*What you need to do:*
Write out the material exactly, leaving every picture behind.

[Part of a data file]
--- start ---

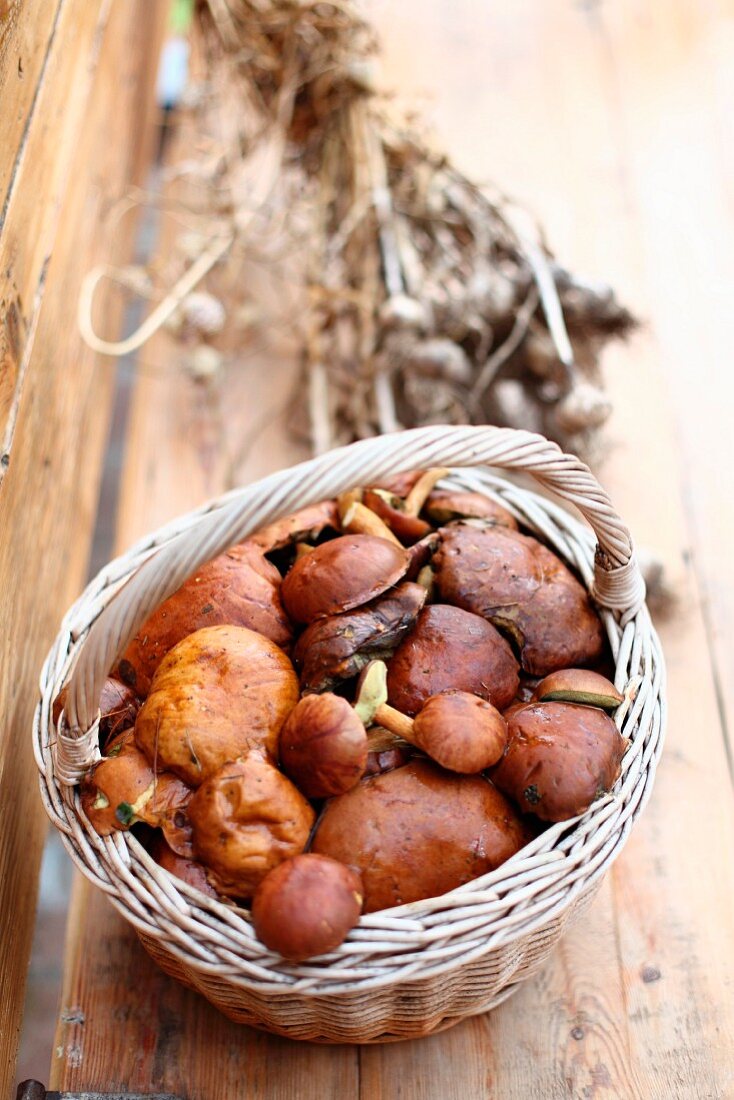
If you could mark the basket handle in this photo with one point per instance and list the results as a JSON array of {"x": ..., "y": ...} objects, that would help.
[{"x": 617, "y": 581}]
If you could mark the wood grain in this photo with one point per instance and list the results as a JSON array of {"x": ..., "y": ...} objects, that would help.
[
  {"x": 570, "y": 108},
  {"x": 48, "y": 497}
]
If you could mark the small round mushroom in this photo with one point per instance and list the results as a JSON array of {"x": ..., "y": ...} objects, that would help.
[
  {"x": 123, "y": 789},
  {"x": 579, "y": 685},
  {"x": 418, "y": 832},
  {"x": 341, "y": 574},
  {"x": 306, "y": 906},
  {"x": 559, "y": 759},
  {"x": 337, "y": 648},
  {"x": 459, "y": 730},
  {"x": 248, "y": 817},
  {"x": 324, "y": 746},
  {"x": 451, "y": 648},
  {"x": 239, "y": 587},
  {"x": 446, "y": 505},
  {"x": 188, "y": 870},
  {"x": 218, "y": 693},
  {"x": 524, "y": 590}
]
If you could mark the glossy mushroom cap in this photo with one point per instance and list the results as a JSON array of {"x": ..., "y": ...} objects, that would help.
[
  {"x": 524, "y": 590},
  {"x": 460, "y": 732},
  {"x": 239, "y": 587},
  {"x": 218, "y": 694},
  {"x": 451, "y": 648},
  {"x": 324, "y": 746},
  {"x": 248, "y": 817},
  {"x": 418, "y": 832},
  {"x": 559, "y": 759},
  {"x": 341, "y": 574},
  {"x": 306, "y": 906},
  {"x": 337, "y": 648}
]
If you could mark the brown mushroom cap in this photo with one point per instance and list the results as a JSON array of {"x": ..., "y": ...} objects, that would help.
[
  {"x": 579, "y": 685},
  {"x": 123, "y": 789},
  {"x": 418, "y": 832},
  {"x": 305, "y": 525},
  {"x": 219, "y": 693},
  {"x": 524, "y": 590},
  {"x": 451, "y": 648},
  {"x": 341, "y": 574},
  {"x": 337, "y": 648},
  {"x": 324, "y": 746},
  {"x": 306, "y": 905},
  {"x": 248, "y": 817},
  {"x": 460, "y": 732},
  {"x": 445, "y": 505},
  {"x": 559, "y": 759},
  {"x": 186, "y": 869},
  {"x": 239, "y": 587}
]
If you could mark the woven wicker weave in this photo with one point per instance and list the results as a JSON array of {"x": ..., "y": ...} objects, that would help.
[{"x": 422, "y": 967}]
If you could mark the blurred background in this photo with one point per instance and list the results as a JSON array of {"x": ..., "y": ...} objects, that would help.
[{"x": 233, "y": 234}]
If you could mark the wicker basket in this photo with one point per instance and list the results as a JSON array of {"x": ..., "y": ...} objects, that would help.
[{"x": 420, "y": 967}]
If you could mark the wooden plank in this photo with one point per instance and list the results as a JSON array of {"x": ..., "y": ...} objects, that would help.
[
  {"x": 48, "y": 496},
  {"x": 637, "y": 1001}
]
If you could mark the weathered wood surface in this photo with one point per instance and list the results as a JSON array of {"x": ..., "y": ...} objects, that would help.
[
  {"x": 584, "y": 112},
  {"x": 65, "y": 70}
]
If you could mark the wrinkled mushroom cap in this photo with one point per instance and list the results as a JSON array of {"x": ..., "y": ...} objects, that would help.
[
  {"x": 524, "y": 590},
  {"x": 248, "y": 817},
  {"x": 418, "y": 832},
  {"x": 218, "y": 694},
  {"x": 322, "y": 746},
  {"x": 306, "y": 906},
  {"x": 451, "y": 648},
  {"x": 559, "y": 759},
  {"x": 460, "y": 732},
  {"x": 337, "y": 648},
  {"x": 341, "y": 574},
  {"x": 240, "y": 587}
]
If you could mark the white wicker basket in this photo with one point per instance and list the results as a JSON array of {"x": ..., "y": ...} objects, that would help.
[{"x": 420, "y": 967}]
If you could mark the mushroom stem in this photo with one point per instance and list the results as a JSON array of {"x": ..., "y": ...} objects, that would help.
[
  {"x": 420, "y": 491},
  {"x": 358, "y": 519},
  {"x": 395, "y": 722}
]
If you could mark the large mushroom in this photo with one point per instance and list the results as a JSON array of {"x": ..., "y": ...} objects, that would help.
[
  {"x": 560, "y": 757},
  {"x": 517, "y": 584},
  {"x": 451, "y": 648},
  {"x": 239, "y": 587},
  {"x": 248, "y": 817},
  {"x": 418, "y": 832},
  {"x": 218, "y": 693},
  {"x": 341, "y": 574},
  {"x": 337, "y": 648}
]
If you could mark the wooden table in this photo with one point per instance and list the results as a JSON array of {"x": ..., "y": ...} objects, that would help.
[{"x": 611, "y": 122}]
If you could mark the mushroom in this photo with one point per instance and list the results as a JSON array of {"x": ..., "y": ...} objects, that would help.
[
  {"x": 182, "y": 868},
  {"x": 559, "y": 759},
  {"x": 239, "y": 587},
  {"x": 337, "y": 648},
  {"x": 341, "y": 574},
  {"x": 118, "y": 707},
  {"x": 306, "y": 905},
  {"x": 579, "y": 685},
  {"x": 444, "y": 506},
  {"x": 322, "y": 746},
  {"x": 418, "y": 832},
  {"x": 524, "y": 590},
  {"x": 304, "y": 526},
  {"x": 457, "y": 729},
  {"x": 123, "y": 789},
  {"x": 248, "y": 817},
  {"x": 451, "y": 648},
  {"x": 218, "y": 693}
]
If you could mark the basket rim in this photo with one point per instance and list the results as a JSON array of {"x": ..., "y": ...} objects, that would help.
[{"x": 453, "y": 928}]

--- end ---

*Final result:*
If you could mark the basket handle in this photo with one point per instance and list the results as a JSON array of {"x": ..., "y": ...} objects, that would help.
[{"x": 617, "y": 581}]
If you could mark the wood grain in this photo with one point per instance and list the results as a JSON array of {"x": ..., "y": ...} objects, that would help.
[
  {"x": 570, "y": 108},
  {"x": 48, "y": 497}
]
If you could mark the small round mushroom in this photo with one point per instance and list the results as a JSON array of {"x": ..., "y": ...} objects, that would help.
[
  {"x": 123, "y": 789},
  {"x": 579, "y": 685},
  {"x": 418, "y": 832},
  {"x": 341, "y": 574},
  {"x": 306, "y": 906},
  {"x": 559, "y": 759},
  {"x": 337, "y": 648},
  {"x": 459, "y": 730},
  {"x": 248, "y": 817},
  {"x": 324, "y": 746},
  {"x": 451, "y": 648},
  {"x": 239, "y": 587},
  {"x": 446, "y": 505},
  {"x": 188, "y": 870},
  {"x": 218, "y": 693},
  {"x": 524, "y": 590}
]
If you could mark the glossy mushroom cap in this photo with one point per instance and list the results as a JSON array of {"x": ..., "y": ...} objects, that would help.
[
  {"x": 524, "y": 590},
  {"x": 460, "y": 732},
  {"x": 239, "y": 587},
  {"x": 218, "y": 694},
  {"x": 451, "y": 648},
  {"x": 324, "y": 746},
  {"x": 248, "y": 817},
  {"x": 418, "y": 832},
  {"x": 559, "y": 759},
  {"x": 341, "y": 574},
  {"x": 306, "y": 906},
  {"x": 337, "y": 648}
]
If you could mark the brown mushroom cap in this photo with one point per instance and list the results as a JSON array of {"x": ..., "y": ...} objects, that would help.
[
  {"x": 579, "y": 685},
  {"x": 123, "y": 789},
  {"x": 418, "y": 832},
  {"x": 305, "y": 525},
  {"x": 219, "y": 693},
  {"x": 524, "y": 590},
  {"x": 451, "y": 648},
  {"x": 341, "y": 574},
  {"x": 337, "y": 648},
  {"x": 324, "y": 746},
  {"x": 306, "y": 905},
  {"x": 248, "y": 817},
  {"x": 460, "y": 732},
  {"x": 445, "y": 505},
  {"x": 559, "y": 759},
  {"x": 186, "y": 869},
  {"x": 239, "y": 587}
]
If you could mark the woven wicker weave in this photo with one point per instance and list the results as a JSON array of {"x": ..., "y": ...} objects, that would help.
[{"x": 422, "y": 967}]
If you could mark the blurred background in this photo with one point per instance and list the results as a JSON array of {"x": ..., "y": ...} objects, that would help.
[{"x": 233, "y": 234}]
If you could mark the wicker basket in this photo with one point per instance and list the results as a JSON array of {"x": ..., "y": ...} objects, that would help.
[{"x": 420, "y": 967}]
If you could mark the wooden plank in this photo with one point per instance and list the results as a JSON array of {"x": ..., "y": ...} objects, that would help.
[
  {"x": 48, "y": 496},
  {"x": 637, "y": 1001}
]
If you could mark the weathered wood surface in this photo with one point per instance and list the results as a JSON array of {"x": ..., "y": ...} objects, that would help.
[
  {"x": 584, "y": 112},
  {"x": 65, "y": 70}
]
If you could mark the wrinkled mushroom cap in this photo with one point per instance and list the results as a JSON array of {"x": ..., "y": ...} objects, that would help.
[
  {"x": 524, "y": 590},
  {"x": 248, "y": 817},
  {"x": 418, "y": 832},
  {"x": 218, "y": 694},
  {"x": 322, "y": 746},
  {"x": 306, "y": 906},
  {"x": 451, "y": 648},
  {"x": 559, "y": 759},
  {"x": 460, "y": 732},
  {"x": 337, "y": 648},
  {"x": 341, "y": 574},
  {"x": 240, "y": 587}
]
If you could mark the white wicker basket in this photo with one point per instance and list the results as a JSON array of {"x": ..., "y": ...} objects, that would help.
[{"x": 420, "y": 967}]
If you could mark the mushroom stem in this photo with one point per instance and list the results as a JSON array of {"x": ..., "y": ...} objects, that would help.
[
  {"x": 420, "y": 491},
  {"x": 358, "y": 519},
  {"x": 395, "y": 722}
]
If you could mark the large mushroom in this photo with one point per instance and list the results as a JSON array of {"x": ..., "y": ...} objects, that would help.
[
  {"x": 560, "y": 757},
  {"x": 517, "y": 584},
  {"x": 451, "y": 648},
  {"x": 239, "y": 587},
  {"x": 248, "y": 817},
  {"x": 418, "y": 832},
  {"x": 218, "y": 693},
  {"x": 341, "y": 574},
  {"x": 337, "y": 648}
]
If you could mark the wooden table in this photo with one point per instance and list the results as a JSON array of {"x": ..., "y": ...} objects, that would help.
[{"x": 611, "y": 122}]
If you could mark the mushroom in this photo with one point per instance and list the results as a JSON array of {"x": ..., "y": ...} objects, that would help.
[
  {"x": 182, "y": 868},
  {"x": 559, "y": 759},
  {"x": 239, "y": 587},
  {"x": 337, "y": 648},
  {"x": 341, "y": 574},
  {"x": 118, "y": 707},
  {"x": 306, "y": 905},
  {"x": 579, "y": 685},
  {"x": 444, "y": 506},
  {"x": 322, "y": 746},
  {"x": 418, "y": 832},
  {"x": 524, "y": 590},
  {"x": 304, "y": 526},
  {"x": 457, "y": 729},
  {"x": 123, "y": 789},
  {"x": 248, "y": 817},
  {"x": 451, "y": 648},
  {"x": 218, "y": 693}
]
If you could mark the basket rim in this photo with one point per instance and list the results as a JSON array of {"x": ..., "y": ...} objects, that would help.
[{"x": 453, "y": 928}]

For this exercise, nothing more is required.